== TRY IT ==
What is needed here is an exact copy of every record below.

== THE DATA ==
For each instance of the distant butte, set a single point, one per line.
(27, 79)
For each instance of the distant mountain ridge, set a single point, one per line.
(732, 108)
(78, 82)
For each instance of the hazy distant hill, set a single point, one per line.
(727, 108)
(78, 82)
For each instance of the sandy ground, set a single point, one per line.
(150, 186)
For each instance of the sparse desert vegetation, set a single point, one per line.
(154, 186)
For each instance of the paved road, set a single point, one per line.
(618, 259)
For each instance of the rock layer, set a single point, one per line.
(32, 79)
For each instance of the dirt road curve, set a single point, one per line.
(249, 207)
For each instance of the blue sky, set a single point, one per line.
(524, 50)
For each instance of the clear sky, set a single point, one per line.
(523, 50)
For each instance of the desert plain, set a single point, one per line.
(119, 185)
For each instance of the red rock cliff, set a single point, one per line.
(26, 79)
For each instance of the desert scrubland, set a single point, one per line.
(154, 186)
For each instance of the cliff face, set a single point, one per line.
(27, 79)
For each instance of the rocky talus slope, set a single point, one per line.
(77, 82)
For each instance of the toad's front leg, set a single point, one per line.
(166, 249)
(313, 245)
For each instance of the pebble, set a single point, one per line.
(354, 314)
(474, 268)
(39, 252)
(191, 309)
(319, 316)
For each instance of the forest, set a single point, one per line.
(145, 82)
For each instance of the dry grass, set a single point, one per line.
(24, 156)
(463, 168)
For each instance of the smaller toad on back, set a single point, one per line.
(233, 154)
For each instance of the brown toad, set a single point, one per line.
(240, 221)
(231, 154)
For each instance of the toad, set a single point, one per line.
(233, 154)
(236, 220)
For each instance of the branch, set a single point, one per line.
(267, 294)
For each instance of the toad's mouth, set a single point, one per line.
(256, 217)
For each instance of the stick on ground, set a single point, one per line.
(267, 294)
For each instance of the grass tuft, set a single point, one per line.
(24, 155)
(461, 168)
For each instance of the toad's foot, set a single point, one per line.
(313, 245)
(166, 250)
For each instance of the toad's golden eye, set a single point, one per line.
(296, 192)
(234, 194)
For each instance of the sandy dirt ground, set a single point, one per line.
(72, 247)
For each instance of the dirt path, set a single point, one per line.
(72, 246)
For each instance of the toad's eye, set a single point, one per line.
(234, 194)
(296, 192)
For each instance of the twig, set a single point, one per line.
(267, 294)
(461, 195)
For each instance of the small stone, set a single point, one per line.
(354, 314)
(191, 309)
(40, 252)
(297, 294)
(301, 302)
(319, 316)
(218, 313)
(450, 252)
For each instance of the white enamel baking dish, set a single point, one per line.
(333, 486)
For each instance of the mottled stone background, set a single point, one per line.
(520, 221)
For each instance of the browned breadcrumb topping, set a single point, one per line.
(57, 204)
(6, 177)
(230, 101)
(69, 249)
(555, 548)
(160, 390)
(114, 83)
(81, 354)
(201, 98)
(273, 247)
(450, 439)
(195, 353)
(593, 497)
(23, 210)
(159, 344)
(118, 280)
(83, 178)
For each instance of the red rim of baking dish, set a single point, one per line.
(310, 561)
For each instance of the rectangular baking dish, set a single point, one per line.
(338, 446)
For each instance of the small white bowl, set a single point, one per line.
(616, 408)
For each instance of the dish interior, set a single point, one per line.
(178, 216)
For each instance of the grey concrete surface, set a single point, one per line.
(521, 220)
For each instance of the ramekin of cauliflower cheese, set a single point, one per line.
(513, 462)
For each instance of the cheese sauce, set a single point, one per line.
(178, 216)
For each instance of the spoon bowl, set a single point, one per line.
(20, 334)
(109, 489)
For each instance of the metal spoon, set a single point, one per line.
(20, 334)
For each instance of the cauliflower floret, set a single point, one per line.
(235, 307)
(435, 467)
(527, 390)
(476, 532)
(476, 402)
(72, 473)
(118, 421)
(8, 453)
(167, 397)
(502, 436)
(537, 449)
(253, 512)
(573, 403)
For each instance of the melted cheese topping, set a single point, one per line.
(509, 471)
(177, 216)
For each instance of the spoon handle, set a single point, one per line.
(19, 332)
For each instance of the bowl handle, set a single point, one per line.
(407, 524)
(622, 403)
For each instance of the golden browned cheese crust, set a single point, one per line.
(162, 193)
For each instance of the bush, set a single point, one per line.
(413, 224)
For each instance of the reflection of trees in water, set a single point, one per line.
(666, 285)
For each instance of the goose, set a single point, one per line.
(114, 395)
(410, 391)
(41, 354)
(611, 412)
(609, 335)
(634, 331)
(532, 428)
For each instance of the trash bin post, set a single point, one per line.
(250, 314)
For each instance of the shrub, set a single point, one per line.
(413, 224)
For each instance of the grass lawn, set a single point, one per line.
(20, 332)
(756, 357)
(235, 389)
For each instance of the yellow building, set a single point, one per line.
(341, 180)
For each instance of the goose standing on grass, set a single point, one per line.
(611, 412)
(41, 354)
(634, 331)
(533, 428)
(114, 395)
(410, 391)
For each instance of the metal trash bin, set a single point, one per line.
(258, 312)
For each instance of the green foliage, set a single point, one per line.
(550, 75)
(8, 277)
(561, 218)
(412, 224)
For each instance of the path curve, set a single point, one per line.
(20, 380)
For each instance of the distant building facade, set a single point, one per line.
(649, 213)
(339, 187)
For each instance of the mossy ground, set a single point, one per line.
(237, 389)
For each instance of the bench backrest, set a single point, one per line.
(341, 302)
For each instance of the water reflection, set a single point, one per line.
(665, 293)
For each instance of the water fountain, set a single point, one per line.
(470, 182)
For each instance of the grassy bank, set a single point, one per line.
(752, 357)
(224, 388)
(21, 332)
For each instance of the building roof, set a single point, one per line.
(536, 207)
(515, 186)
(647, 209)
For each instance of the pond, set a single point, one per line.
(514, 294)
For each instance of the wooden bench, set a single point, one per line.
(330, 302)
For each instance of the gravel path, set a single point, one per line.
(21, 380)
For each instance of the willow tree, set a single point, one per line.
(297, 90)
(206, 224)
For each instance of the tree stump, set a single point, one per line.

== EXPECTED ANSWER ==
For each instance of the distant butte, set a single point, one per line.
(27, 79)
For each instance of the distant mountain ridge, set a single point, one per line.
(732, 108)
(78, 82)
For each instance of the hazy distant hill, set a single point, one per line.
(727, 108)
(78, 82)
For each instance of the sandy ground, set a single point, one per line.
(150, 186)
For each instance of the sparse desert vegetation, set a single point, one per line.
(154, 186)
For each instance of the paved road, set a single point, one per line.
(618, 259)
For each instance of the rock layer, set a single point, one per line.
(32, 79)
For each instance of the dirt road curve, set a single point, one per line.
(249, 207)
For each instance of the blue sky, set a single point, one per line.
(524, 50)
For each instance of the clear sky, set a single point, one per line.
(523, 50)
For each instance of the desert plain, set a single point, one per line.
(119, 185)
For each instance of the red rock cliff, set a single point, one per line.
(26, 79)
For each instance of the desert scrubland, set a single point, one per line.
(154, 186)
For each instance of the cliff face, set a single point, one per line.
(27, 79)
For each instance of the rocky talus slope, set a single point, one per line.
(77, 82)
For each instance of the toad's front leg, set a single point, one per line.
(166, 249)
(313, 245)
For each instance of the pebble, set a single point, one per line.
(354, 314)
(474, 268)
(39, 252)
(191, 309)
(319, 316)
For each instance of the forest, set a single point, one per line.
(145, 82)
For each instance of the dry grass, set a single point, one per line.
(24, 156)
(463, 168)
For each instance of the smaller toad on back, set a single point, one per line.
(233, 154)
For each instance of the brown toad, set a single point, one per line.
(240, 221)
(231, 154)
For each instance of the toad, set a single point, one per line.
(233, 154)
(236, 220)
For each instance of the branch, set a single point, one per line.
(267, 294)
For each instance of the toad's mouth, set a single point, one per line.
(256, 217)
For each instance of the stick on ground, set a single point, one per line.
(267, 294)
For each instance of the grass tuft, set a single point, one per line.
(24, 155)
(461, 168)
For each instance of the toad's foot, set a single point, one per line.
(313, 245)
(166, 250)
For each instance of the toad's golden eye, set a single point, one per line.
(296, 192)
(234, 194)
For each instance of the sandy dirt ground, set a single point, one per line.
(72, 247)
For each instance of the dirt path, set a single point, one per line.
(72, 246)
For each instance of the toad's eye, set a single point, one per line.
(234, 194)
(296, 192)
For each instance of the twig, set a single point, one per line.
(267, 294)
(461, 195)
For each instance of the small stone, set a single point, one per line.
(354, 314)
(191, 309)
(40, 252)
(297, 294)
(301, 302)
(319, 316)
(218, 313)
(450, 252)
For each instance of the white enamel baking dish, set a single point, one per line.
(333, 486)
For each instance of the mottled stone background, set a single point, one per line.
(520, 221)
For each instance of the browned breadcrumb topping, set a single point, one per line.
(57, 204)
(6, 177)
(230, 101)
(69, 249)
(555, 548)
(160, 390)
(114, 83)
(81, 354)
(201, 98)
(273, 247)
(450, 439)
(195, 353)
(593, 497)
(23, 210)
(159, 344)
(118, 280)
(83, 178)
For each instance of the red rim of baking dish, set a single point, one per line.
(310, 561)
For each instance of the rectangular baking dish, set a single point, one per line.
(338, 446)
For each instance of the small white bowl, set a single point, one per line.
(616, 408)
For each instance of the dish interior, set a single point, one per line.
(178, 216)
For each instance of the grey concrete surface, set a single point, one per line.
(521, 220)
For each instance of the ramekin of cauliflower cheese, set a single point, one per line.
(513, 462)
For each instance of the cheese sauce, set a single point, one per line.
(178, 216)
For each instance of the spoon bowl, set a single point, one per line.
(20, 334)
(109, 489)
For each instance of the metal spoon, set a single point, one per line.
(20, 334)
For each instance of the cauliflower floret, set a single point, one per line.
(235, 307)
(435, 467)
(527, 390)
(476, 532)
(476, 402)
(72, 473)
(118, 421)
(8, 453)
(167, 397)
(502, 436)
(537, 449)
(253, 512)
(573, 403)
For each instance of the melted cheese topping, set a single point, one per line.
(509, 471)
(177, 216)
For each instance of the spoon handle, set a single point, one per line.
(19, 332)
For each instance of the bowl handle, set a single point, one per line.
(407, 524)
(622, 403)
For each instance of the golden browned cheese crust, set a single point, one per line.
(162, 193)
For each instance of the bush, set a single point, one per line.
(413, 224)
For each instance of the reflection of trees in water, set a single point, one per line.
(666, 285)
For each instance of the goose, set a single point, one per line.
(114, 395)
(410, 391)
(41, 354)
(611, 412)
(609, 335)
(634, 331)
(532, 428)
For each instance of the trash bin post, set a single point, one per line.
(250, 314)
For each instance of the shrub, set a single point, one per line.
(413, 224)
For each instance of the grass lawn, set a single point, one per line.
(20, 332)
(756, 357)
(235, 389)
For each instance of the yellow building, set a single point, one per line.
(341, 180)
For each instance of the goose standing on grass, set a single point, one per line.
(611, 412)
(41, 354)
(634, 331)
(533, 428)
(114, 395)
(410, 391)
For each instance of the metal trash bin, set a single point, one per line.
(258, 312)
For each instance of the green foliage, set a single point, one per line.
(550, 75)
(8, 277)
(561, 218)
(412, 224)
For each instance of the path curve, set a single point, one per line.
(20, 380)
For each instance of the distant building facade, set a single point, one per line.
(649, 213)
(339, 187)
For each instance of the mossy ground, set a single point, one per line.
(237, 389)
For each instance of the bench backrest, set a single point, one per line.
(341, 302)
For each instance of the water reflection, set a single point, one per line.
(665, 293)
For each instance of the water fountain, set a single point, one per line.
(470, 182)
For each instance of the grassy bank, set a single point, one per line.
(752, 357)
(224, 388)
(21, 332)
For each instance of the building roof, set a single point, one per line.
(536, 207)
(515, 186)
(647, 209)
For each instance of the pond, set a single point, one per line.
(514, 294)
For each instance of the wooden bench, set a single point, one per line.
(330, 302)
For each instance of the gravel path, set a single point, one per line.
(21, 380)
For each instance of the willow tree, set a single point, one per line.
(297, 90)
(206, 224)
For each instance of the tree stump, set a single point, one per line.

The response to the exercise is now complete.